[WORK ORDER 1]
In the pigeon racing article, at about what age is each pigeon fitted with its microchipped ring?
[WORK ORDER 2]
Please explain, in one to three sentences, why the pigeon racing article says Ryan's birds never got lost when he moved house three times.

Whanganui pigeon racing enthusiast Owen Ryan keeps a flock of 50 birds in his back garden. Photo / Eva de Jong
Over the summer, Chronicle reporters have been trying something new under the supervision of experts. Reporter Eva de Jong visited Wanganui Racing Pigeon Club member Owen Ryan’s home and the flock of 50 pigeons tucked away in his back garden.
For Owen Ryan, pigeon racing is more than just a retirement hobby – it’s an obsession.
During the pigeon racing season, Ryan sends pigeons to as far as Cape Rēinga and spends his weekends waiting nervously in the garden for them to return to their landing board.
It’s a sport that requires a lot of time and dedication, as owners rear their pigeons from chicks and then spend the racing seasons driving long distances across New Zealand to compete.
But how do you win a race? When they’re around 6 days old, each pigeon is fitted with a tiny ring with an embedded microchip that scans like a barcode inside their loft. It means the time it takes each bird to cover the distance of a race is calculated through an electronic system.
There is just one winner: the fastest and first bird home out of all the teams.
I watch Ryan let his flock out of their coop and there is a flurry of grey wings then a sudden stillness, with each pigeon soaring into position in the air, the individuals in the flock forming neat compact lines like fighter planes.
I didn’t think it was possible for pigeons to appear agile or graceful, as most pigeons I’ve met have been hopping around a schoolyard scratching for sandwich crumbs.
Pigeons were once used everywhere in New Zealand for delivering messages, and large newspaper printers often had pigeons’ lofts built on their roofs to be the first to distribute the news. Great Barrier Island’s only form of mainland communication for many years was through the pigeon post.
More than 100,000 pigeons are said to have served in World War I, acting as valuable messengers across enemy front lines. Now, pigeons often carry diseases and are shooed away from public areas.
Ryan said pigeons had suffered a serious reputational hit over the past few decades.
“It’s the saddest thing that’s happened,” he said.
“In the 50s, when I was a boy, people used to say pigeons were wonderful and [praised] how good they were in the war, and that they were such strong little birds.
“Now they’re more known as rats with wings.”
When they are about a month old, Ryan begins placing his baby chicks on the landing board of the loft so that they can familiarise themselves with the platform.
“You breed off pigeons that have a breeding history of racing ability – you don’t want to breed off pigeons that are going to get lost.”
The pigeons are fed on a strong diet of peas, maize and barley, with plenty of carbohydrates ahead of the long-distance races.
He then starts training them by taking them by car over smaller distances, and slowly increasing the kilometres.
“Apart from the first time, normally they’ll beat me home.”
Although he had moved houses three times, Ryan said he’d never had any problems with pigeons getting lost and they easily found the new location: “They actually home to the loft itself, not their surroundings.”
Every sport has its thrill; that touchdown or penalty kick moment that makes the whole thing worthwhile. Any sports lover knows the feeling of clinging desperately to their seat in suspense at the peak of a match.
In pigeon racing, that thrill is waiting for the birds to land.
“Sometimes you can wait for hours; I usually work in the garden while I’m waiting for them,” Ryan said.
Ryan isn’t alone in these high-adrenaline moments. He also has an adopted stray cat, Tiddles, who has overcome his predatory instincts to become a security guard for the flock.
Tiddles spends his time chasing away neighbourhood cats and watching the pigeons fly in darting lines above his head.
Sometimes, pigeons can get lost during races.
“It can be very upsetting because you’re wondering where they are, but the funny thing is, generally speaking, when you do lose one, they’ll suddenly turn up around breeding season.”
Each pigeon club in New Zealand has a stray liaison officer who reunites any pigeons found by the public with their racing owners.
Ryan said the birds have a mixture of personalities and races are “a bit like a cycle race”, with some birds acting more naturally as leaders or followers.
“If you’ve got birds that are too tame, they’ll get back from a race and all they’ll want to do is parade up and down the pigeon loft cooing at you.”

[DATA EXTRACT]
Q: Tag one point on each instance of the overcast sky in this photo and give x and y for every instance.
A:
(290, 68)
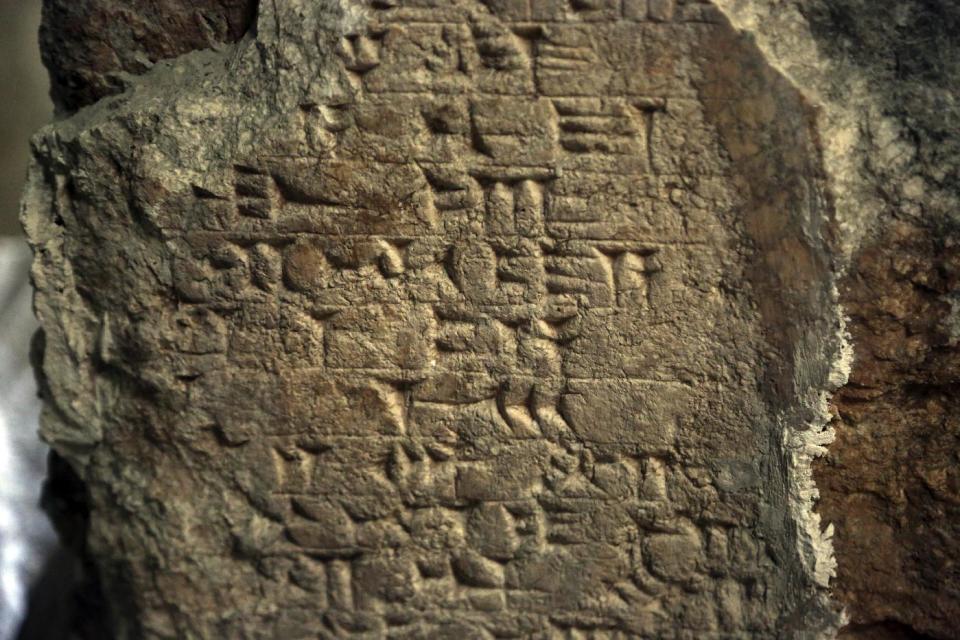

[EXERCISE ANSWER 1]
At around 6 days old.

[EXERCISE ANSWER 2]
According to Ryan, pigeons home to the loft itself rather than to their surroundings, so they easily found each new location.